What the task requires.
Please reproduce the line containing "If you could mark the parking" and every line after it in the records below, exactly and with nothing else.

Point localization data.

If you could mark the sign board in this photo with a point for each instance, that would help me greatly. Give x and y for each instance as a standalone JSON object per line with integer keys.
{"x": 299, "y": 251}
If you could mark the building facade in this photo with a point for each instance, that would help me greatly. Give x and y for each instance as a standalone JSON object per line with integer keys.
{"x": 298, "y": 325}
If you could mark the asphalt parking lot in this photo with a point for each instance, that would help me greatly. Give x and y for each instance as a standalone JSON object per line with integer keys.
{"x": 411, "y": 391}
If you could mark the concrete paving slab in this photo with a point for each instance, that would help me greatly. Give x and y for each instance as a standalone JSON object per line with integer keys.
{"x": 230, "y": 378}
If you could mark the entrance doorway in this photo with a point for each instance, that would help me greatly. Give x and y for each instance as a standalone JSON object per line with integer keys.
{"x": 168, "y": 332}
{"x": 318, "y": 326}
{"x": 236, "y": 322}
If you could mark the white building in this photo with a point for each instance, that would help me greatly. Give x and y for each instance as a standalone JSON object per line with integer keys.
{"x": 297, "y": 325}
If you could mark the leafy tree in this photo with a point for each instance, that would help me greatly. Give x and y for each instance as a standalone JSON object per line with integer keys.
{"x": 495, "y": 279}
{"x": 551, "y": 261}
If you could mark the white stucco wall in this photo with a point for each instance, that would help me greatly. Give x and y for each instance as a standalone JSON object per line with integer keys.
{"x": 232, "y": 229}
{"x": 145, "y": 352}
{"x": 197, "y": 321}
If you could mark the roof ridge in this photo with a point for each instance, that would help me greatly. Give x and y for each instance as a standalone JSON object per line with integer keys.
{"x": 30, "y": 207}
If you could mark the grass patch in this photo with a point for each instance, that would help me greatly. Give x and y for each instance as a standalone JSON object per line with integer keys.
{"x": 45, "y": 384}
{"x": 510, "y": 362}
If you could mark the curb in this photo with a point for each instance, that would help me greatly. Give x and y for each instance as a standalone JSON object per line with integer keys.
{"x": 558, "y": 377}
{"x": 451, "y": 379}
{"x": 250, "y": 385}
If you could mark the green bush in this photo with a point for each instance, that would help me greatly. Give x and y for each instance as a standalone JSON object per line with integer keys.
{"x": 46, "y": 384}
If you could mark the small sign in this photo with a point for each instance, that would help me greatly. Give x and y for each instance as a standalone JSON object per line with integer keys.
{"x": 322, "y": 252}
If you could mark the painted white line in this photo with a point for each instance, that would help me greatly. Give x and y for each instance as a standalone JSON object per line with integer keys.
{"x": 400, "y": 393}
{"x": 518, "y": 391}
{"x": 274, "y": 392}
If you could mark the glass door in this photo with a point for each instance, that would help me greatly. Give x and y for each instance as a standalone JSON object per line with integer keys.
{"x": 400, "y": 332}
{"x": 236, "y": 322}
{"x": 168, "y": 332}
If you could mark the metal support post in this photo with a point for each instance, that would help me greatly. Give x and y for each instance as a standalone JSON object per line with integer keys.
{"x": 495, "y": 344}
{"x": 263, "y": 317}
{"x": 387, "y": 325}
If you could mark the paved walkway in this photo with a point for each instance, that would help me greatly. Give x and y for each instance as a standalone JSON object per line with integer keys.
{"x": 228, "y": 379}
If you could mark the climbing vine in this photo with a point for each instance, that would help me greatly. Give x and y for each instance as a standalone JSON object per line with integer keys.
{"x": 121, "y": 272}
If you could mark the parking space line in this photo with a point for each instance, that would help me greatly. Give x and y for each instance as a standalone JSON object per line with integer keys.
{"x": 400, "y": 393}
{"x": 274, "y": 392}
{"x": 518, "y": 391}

Answer box.
If you could mark the parking space line in this photo with a point for each instance, that would help me greatly. Give x and y for each instance as a standalone JSON object per line with integer keys.
{"x": 400, "y": 393}
{"x": 274, "y": 392}
{"x": 518, "y": 391}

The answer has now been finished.